◆ **Exercise instructions**:
A faithful, complete copy of the records is required.

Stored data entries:
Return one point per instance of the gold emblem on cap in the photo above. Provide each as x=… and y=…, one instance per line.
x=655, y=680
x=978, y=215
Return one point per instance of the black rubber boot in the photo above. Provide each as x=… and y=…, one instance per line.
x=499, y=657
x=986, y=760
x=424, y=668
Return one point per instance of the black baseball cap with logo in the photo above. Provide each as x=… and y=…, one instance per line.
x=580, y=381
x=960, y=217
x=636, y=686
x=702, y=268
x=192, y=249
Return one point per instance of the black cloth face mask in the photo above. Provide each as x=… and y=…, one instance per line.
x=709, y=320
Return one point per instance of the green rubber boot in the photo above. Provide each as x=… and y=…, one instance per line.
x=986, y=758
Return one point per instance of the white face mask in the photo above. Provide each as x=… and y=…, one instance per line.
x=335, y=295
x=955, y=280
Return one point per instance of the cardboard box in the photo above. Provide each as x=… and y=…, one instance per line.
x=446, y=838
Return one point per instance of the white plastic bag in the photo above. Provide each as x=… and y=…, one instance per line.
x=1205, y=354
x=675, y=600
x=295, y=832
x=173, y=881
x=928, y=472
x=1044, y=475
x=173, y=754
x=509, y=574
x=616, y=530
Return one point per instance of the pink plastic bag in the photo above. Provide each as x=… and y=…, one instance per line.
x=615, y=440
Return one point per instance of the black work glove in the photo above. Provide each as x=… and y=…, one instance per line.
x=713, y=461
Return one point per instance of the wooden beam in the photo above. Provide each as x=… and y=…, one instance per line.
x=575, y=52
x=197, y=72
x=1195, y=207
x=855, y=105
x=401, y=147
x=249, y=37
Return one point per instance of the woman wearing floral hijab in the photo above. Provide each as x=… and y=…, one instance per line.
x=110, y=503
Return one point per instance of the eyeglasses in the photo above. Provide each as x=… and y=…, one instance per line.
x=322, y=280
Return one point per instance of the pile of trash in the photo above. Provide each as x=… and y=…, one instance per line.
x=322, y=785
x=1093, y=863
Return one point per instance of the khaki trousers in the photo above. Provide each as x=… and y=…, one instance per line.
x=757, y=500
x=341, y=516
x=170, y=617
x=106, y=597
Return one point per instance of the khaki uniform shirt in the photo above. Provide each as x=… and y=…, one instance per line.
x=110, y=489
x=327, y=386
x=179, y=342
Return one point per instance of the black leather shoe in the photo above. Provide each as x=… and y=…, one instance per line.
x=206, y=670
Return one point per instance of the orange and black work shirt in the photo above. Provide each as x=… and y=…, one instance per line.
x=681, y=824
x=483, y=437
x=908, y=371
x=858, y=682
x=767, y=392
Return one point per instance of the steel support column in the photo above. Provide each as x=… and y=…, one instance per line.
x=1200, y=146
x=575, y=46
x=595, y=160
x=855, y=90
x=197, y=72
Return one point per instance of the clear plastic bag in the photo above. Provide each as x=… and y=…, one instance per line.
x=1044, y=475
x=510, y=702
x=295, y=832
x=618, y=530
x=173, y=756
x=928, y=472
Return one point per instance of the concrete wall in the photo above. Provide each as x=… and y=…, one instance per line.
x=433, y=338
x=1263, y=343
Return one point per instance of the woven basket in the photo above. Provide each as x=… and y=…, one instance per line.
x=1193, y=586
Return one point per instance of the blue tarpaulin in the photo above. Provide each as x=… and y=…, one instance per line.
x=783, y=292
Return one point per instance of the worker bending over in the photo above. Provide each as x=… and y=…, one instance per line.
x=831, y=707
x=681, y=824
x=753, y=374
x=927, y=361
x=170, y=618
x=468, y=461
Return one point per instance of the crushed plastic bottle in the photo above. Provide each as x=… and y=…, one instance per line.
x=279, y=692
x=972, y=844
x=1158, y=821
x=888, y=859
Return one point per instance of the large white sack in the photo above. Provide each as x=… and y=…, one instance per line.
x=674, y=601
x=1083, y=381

◆ **Written response**:
Return one point per instance of the gold emblem on cap in the photo above. Provide each as x=… and y=…, one instance per line.
x=655, y=680
x=978, y=215
Return one point per instance of the black rubber boot in the photo above. Provide each as x=… and y=…, one instance per line.
x=499, y=657
x=986, y=760
x=424, y=668
Return one point per instance of the black baseball cap with logo in the photo above. Provide each as x=… and y=…, one instance per line.
x=580, y=381
x=960, y=217
x=636, y=686
x=702, y=268
x=192, y=249
Return one point per instance of the black cloth face mask in the photo above. Provide each as x=… and y=…, one instance per line.
x=709, y=320
Return one point per instance of the green rubber boot in the photo above. Provide each as x=… and y=…, one instance per line.
x=986, y=758
Return one point per instance of the white face mask in the photo above. Provide each as x=… and y=…, one instance per line.
x=335, y=295
x=955, y=280
Return one point per instance of the cardboard box in the photo above. Provide each as x=… and y=…, one instance per line.
x=446, y=838
Return one point per instance of the white plastic bag in the photo above. Provide each as x=… and y=…, one instance per line.
x=1205, y=354
x=675, y=600
x=295, y=832
x=173, y=881
x=928, y=472
x=1044, y=475
x=173, y=754
x=509, y=574
x=616, y=530
Return one point per instance of the pink plastic bag in the photo above. Provide each as x=… and y=…, one instance per line.
x=615, y=440
Return one point per instance of the black work glove in the photo above. Provide each as x=… and y=…, one instance per line.
x=713, y=461
Return one point per instance of the wooden beam in the photo above. Provide each as x=… and y=…, one instance per line.
x=575, y=52
x=197, y=72
x=1195, y=207
x=855, y=105
x=401, y=147
x=249, y=37
Return one point per instance of the woman wearing floral hijab in the photo above. Provide each as x=… and y=…, one instance per line.
x=110, y=503
Return one point per instance of the eyeglasses in the photo above. Provide each as x=… and y=…, one instance per line.
x=322, y=280
Return one point per instance of the pile of trash in the photo above. Provide each as x=… and y=…, one instance per line.
x=322, y=785
x=1093, y=863
Return one point per instance of the khaki trousers in the photo above. Provide each as x=… and y=…, one instance per line.
x=757, y=500
x=341, y=516
x=170, y=617
x=106, y=597
Return one point per instance of the khaki uniform shirt in the photo above. Provide each as x=… and y=…, one instance per line.
x=110, y=489
x=327, y=386
x=179, y=342
Return one point per instance of the black leather shoe in the photo above. Provide each as x=… and y=…, one instance per line.
x=206, y=670
Return one point per instance of the orange and black work shirt in the photo above. Provide each as x=… and y=…, one instance per line.
x=681, y=824
x=483, y=437
x=908, y=371
x=858, y=682
x=767, y=392
Return one point per instance of the steel support column in the photo above. Provide each as x=… and y=…, one instance per line.
x=1200, y=146
x=575, y=46
x=595, y=160
x=855, y=90
x=197, y=72
Return one point per instance of the clear plastic bag in the photo above. Provide each as x=… and y=…, one instance per line.
x=1044, y=475
x=510, y=702
x=295, y=832
x=618, y=530
x=173, y=756
x=928, y=472
Return one point per instance of the concrete wall in the photo above. Provide each as x=… and y=…, one instance per line.
x=433, y=338
x=1263, y=343
Return one point per instance of the woven basket in the photo above. Provide each as x=… and y=…, one instance per line.
x=1193, y=586
Return one point per instance of the blue tarpaulin in the photo above. Provide each as x=… and y=…, one instance per line.
x=783, y=292
Return one point per instance of the worker bending over in the photo above. Provide each as x=… and y=…, one instance per line.
x=831, y=707
x=681, y=824
x=753, y=374
x=927, y=361
x=170, y=618
x=468, y=461
Return one point per instance of the crushed plastic bottle in the photo above. Provide each as x=… and y=…, one instance per line.
x=279, y=692
x=972, y=844
x=1158, y=821
x=888, y=859
Return one point per instance of the large white sack in the photo above. Provide each as x=… and y=…, one instance per line.
x=674, y=601
x=1083, y=381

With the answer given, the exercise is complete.